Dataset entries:
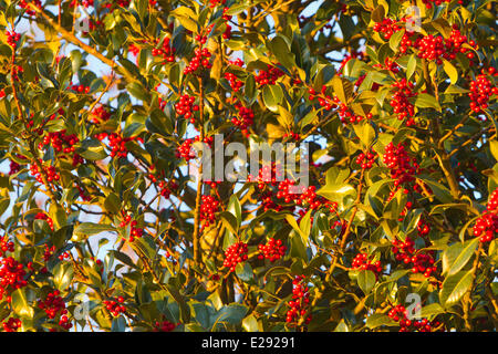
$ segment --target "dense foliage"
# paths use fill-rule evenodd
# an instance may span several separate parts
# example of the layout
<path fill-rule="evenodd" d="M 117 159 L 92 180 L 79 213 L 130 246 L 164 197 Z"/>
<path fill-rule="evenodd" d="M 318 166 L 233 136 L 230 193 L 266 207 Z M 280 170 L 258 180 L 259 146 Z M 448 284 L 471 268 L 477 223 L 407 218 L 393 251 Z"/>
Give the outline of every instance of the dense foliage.
<path fill-rule="evenodd" d="M 495 6 L 0 0 L 0 330 L 496 331 Z"/>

Job:
Copy out every line of the records above except the pictures. Scale each coordinate in the answer outlines by 0.65, rounding to whole numbers with halves rounded up, and leave every other line unchanged.

Solution below:
$ segment --target "dense foliage"
# paths use fill-rule evenodd
# an instance may span several separate parts
# example of the layout
<path fill-rule="evenodd" d="M 117 159 L 92 180 L 79 213 L 130 246 L 164 197 Z"/>
<path fill-rule="evenodd" d="M 318 166 L 233 136 L 230 193 L 266 207 Z M 280 170 L 258 180 L 259 146 Z M 448 284 L 471 268 L 477 223 L 407 218 L 393 251 Z"/>
Give the outline of every instance of the dense foliage.
<path fill-rule="evenodd" d="M 322 4 L 0 0 L 0 215 L 322 215 Z"/>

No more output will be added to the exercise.